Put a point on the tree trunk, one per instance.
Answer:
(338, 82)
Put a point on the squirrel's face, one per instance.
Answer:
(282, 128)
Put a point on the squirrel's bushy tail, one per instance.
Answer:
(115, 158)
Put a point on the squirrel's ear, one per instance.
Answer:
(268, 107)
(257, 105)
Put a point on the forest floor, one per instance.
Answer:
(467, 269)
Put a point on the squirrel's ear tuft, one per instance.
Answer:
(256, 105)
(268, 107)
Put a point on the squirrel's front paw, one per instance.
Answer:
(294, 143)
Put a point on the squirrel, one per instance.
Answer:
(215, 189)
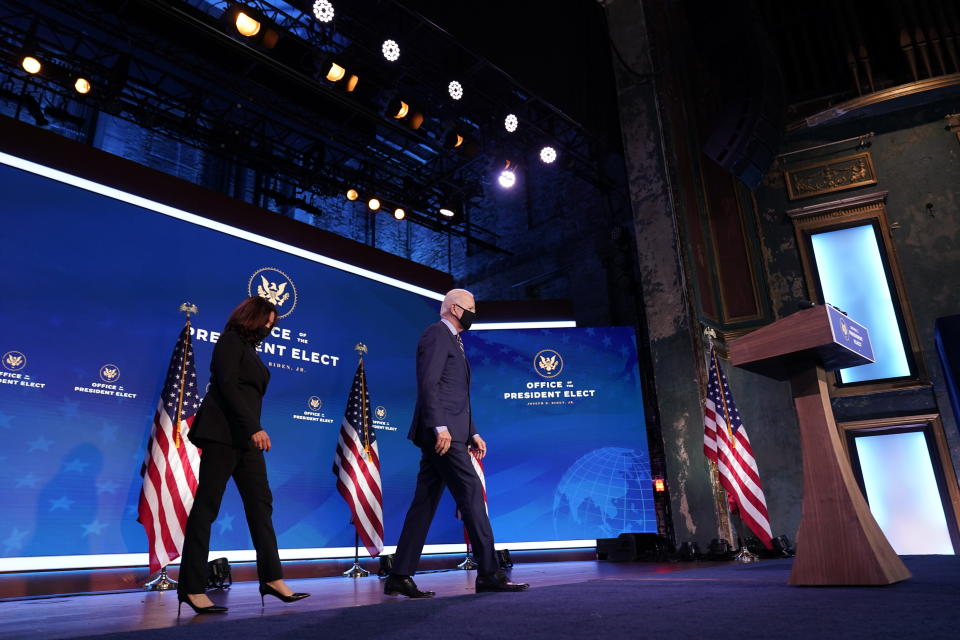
====================
Using the material above, return every line exactly as it appears, minus the pictures.

● **EXERCISE ANSWER**:
Put a point on the tree trunk, one per instance.
Answer:
(338, 82)
Put a point on the squirrel's face, one per instance.
Answer:
(282, 128)
Put a point on the squirrel's bushy tail, one per instance.
Answer:
(115, 158)
Put a point on the squirrel's ear, one per instance.
Answer:
(268, 107)
(257, 105)
Put a point on the forest floor, one per instance.
Answer:
(467, 269)
Put a point on the squirrel's ear tuft, one per instance.
Answer:
(256, 105)
(268, 107)
Put a point on the squirrel's front paw, one per instance.
Answer:
(294, 143)
Put a point on the squirrel, one per instance.
Answer:
(215, 189)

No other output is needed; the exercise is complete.